_Goal_:
Rewrite every line in the stretch from the start of the records through the line containing "102], [24, 97]]", requests included. Scale the coordinates in the answer outlines by 1.35 and round them to whole numbers, with halves rounded up. Leave the numbers in the requests and in their format samples unchanged, and omit the pictures.

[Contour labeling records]
— Begin —

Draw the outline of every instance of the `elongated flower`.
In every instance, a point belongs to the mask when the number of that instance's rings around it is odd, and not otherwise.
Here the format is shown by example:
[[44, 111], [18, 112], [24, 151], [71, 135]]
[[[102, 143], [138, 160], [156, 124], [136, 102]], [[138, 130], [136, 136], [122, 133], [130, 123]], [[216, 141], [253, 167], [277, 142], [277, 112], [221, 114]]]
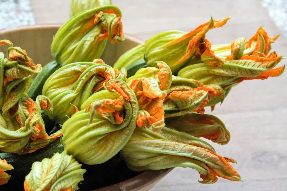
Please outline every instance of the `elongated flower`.
[[65, 151], [55, 153], [51, 159], [35, 162], [25, 178], [25, 191], [77, 190], [86, 171], [82, 166]]
[[19, 101], [16, 115], [7, 118], [0, 115], [0, 151], [23, 154], [34, 152], [60, 137], [57, 131], [49, 136], [45, 131], [41, 109], [53, 112], [53, 106], [42, 95], [35, 102], [24, 97]]
[[72, 114], [72, 105], [79, 108], [84, 102], [115, 78], [118, 74], [100, 59], [95, 63], [81, 62], [65, 66], [47, 79], [43, 94], [51, 100], [54, 110], [52, 119], [63, 124]]
[[0, 40], [0, 46], [4, 44], [10, 46], [7, 50], [7, 59], [4, 61], [3, 66], [4, 78], [6, 81], [41, 72], [41, 65], [34, 64], [25, 50], [13, 46], [12, 42], [7, 40]]
[[[91, 96], [63, 124], [65, 149], [85, 164], [108, 160], [121, 149], [136, 127], [138, 105], [133, 92], [119, 79], [109, 81], [107, 90]], [[117, 92], [111, 92], [114, 90]]]
[[70, 16], [72, 17], [84, 11], [112, 4], [112, 0], [71, 0]]
[[160, 33], [149, 39], [144, 45], [144, 58], [148, 65], [156, 66], [154, 62], [166, 62], [172, 72], [176, 73], [200, 48], [201, 41], [210, 30], [224, 25], [229, 19], [210, 21], [187, 33], [178, 31]]
[[[164, 117], [180, 116], [189, 112], [202, 115], [210, 101], [223, 101], [225, 92], [220, 86], [206, 85], [196, 80], [172, 76], [165, 64], [162, 62], [159, 69], [140, 69], [127, 80], [138, 96], [140, 109], [144, 110], [140, 111], [137, 123], [140, 127], [152, 127], [154, 130], [159, 130], [164, 126]], [[162, 86], [164, 87], [160, 88]], [[148, 110], [150, 112], [146, 112]], [[162, 117], [164, 114], [164, 117]]]
[[[282, 56], [278, 56], [275, 52], [267, 55], [271, 43], [278, 36], [269, 37], [261, 27], [256, 34], [245, 42], [245, 38], [243, 38], [229, 45], [212, 46], [207, 41], [206, 49], [201, 55], [201, 61], [204, 63], [192, 59], [178, 75], [206, 84], [218, 85], [226, 89], [244, 80], [278, 76], [283, 72], [284, 67], [273, 68], [281, 60]], [[216, 66], [216, 63], [219, 61], [224, 64], [213, 67]]]
[[7, 163], [6, 160], [0, 158], [0, 185], [7, 183], [11, 176], [4, 172], [14, 169], [13, 167]]
[[224, 88], [244, 80], [279, 76], [284, 71], [284, 66], [273, 69], [281, 60], [282, 56], [278, 56], [275, 52], [267, 56], [263, 53], [255, 54], [225, 61], [224, 64], [216, 67], [205, 63], [192, 64], [183, 68], [178, 75], [206, 84], [216, 84]]
[[230, 139], [230, 133], [224, 124], [211, 115], [189, 113], [183, 117], [168, 118], [165, 121], [167, 127], [221, 145], [227, 144]]
[[141, 171], [177, 167], [198, 171], [203, 184], [212, 184], [217, 176], [234, 181], [240, 176], [228, 162], [235, 161], [216, 154], [207, 143], [184, 133], [164, 127], [153, 132], [137, 128], [121, 151], [132, 170]]
[[4, 116], [9, 117], [17, 110], [19, 100], [27, 96], [31, 77], [41, 72], [42, 67], [33, 63], [24, 50], [13, 46], [7, 40], [0, 40], [0, 46], [5, 44], [10, 47], [7, 59], [0, 52], [0, 111]]
[[55, 60], [63, 66], [99, 58], [108, 39], [112, 43], [125, 40], [121, 16], [118, 8], [107, 5], [72, 17], [59, 29], [53, 39], [51, 49]]
[[171, 84], [172, 74], [166, 63], [156, 62], [159, 67], [157, 74], [159, 85], [153, 78], [143, 77], [134, 80], [130, 87], [137, 96], [140, 110], [137, 125], [160, 131], [165, 125], [162, 105], [167, 94], [166, 90]]
[[144, 44], [140, 44], [123, 54], [115, 63], [114, 68], [120, 70], [144, 59]]
[[[216, 66], [214, 64], [222, 63], [224, 60], [238, 60], [245, 55], [254, 55], [256, 52], [261, 52], [267, 55], [271, 49], [271, 44], [279, 37], [277, 35], [270, 38], [262, 26], [257, 30], [256, 34], [249, 40], [245, 42], [245, 37], [235, 40], [231, 44], [211, 44], [205, 39], [205, 49], [201, 50], [204, 53], [200, 56], [201, 61], [209, 65]], [[191, 63], [188, 62], [187, 65]]]

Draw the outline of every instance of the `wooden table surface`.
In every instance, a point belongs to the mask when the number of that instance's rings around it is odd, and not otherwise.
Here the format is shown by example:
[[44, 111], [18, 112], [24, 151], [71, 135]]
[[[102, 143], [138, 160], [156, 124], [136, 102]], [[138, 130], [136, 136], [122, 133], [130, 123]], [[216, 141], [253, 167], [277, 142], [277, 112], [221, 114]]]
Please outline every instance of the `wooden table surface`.
[[[38, 23], [63, 23], [69, 19], [69, 0], [31, 0]], [[113, 0], [123, 13], [124, 31], [145, 40], [165, 30], [190, 31], [208, 21], [230, 16], [224, 27], [209, 32], [213, 44], [249, 39], [263, 25], [269, 36], [281, 36], [272, 44], [286, 55], [287, 41], [258, 0]], [[286, 63], [282, 60], [278, 66]], [[156, 190], [287, 190], [287, 74], [263, 80], [244, 82], [234, 87], [212, 114], [224, 123], [229, 143], [212, 143], [217, 153], [236, 160], [234, 166], [244, 181], [219, 178], [215, 184], [200, 184], [191, 169], [173, 170], [152, 189]], [[207, 110], [209, 110], [207, 109]], [[208, 113], [210, 113], [209, 112]]]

— End —

_Solution to this exercise_:
Draw the outline of every instance of the `elongated flower`.
In every instance, a point belongs to the mask when the number of that instance's rings around it is odd, and not otherwise.
Here the format is shown by example:
[[44, 111], [18, 112], [24, 151], [71, 135]]
[[[102, 143], [138, 160], [156, 124], [136, 102]], [[138, 130], [136, 136], [122, 133], [130, 123]], [[216, 141], [253, 167], [277, 142], [277, 112], [221, 114]]]
Please outline every instance of the `elongated flower`.
[[88, 204], [74, 207], [69, 215], [47, 219], [34, 240], [34, 258], [104, 257], [116, 231], [111, 224]]
[[26, 136], [22, 155], [9, 159], [0, 155], [0, 204], [31, 208], [46, 205], [81, 185], [77, 177], [66, 184], [61, 177], [55, 147], [72, 151], [72, 143], [57, 128], [47, 138], [32, 131]]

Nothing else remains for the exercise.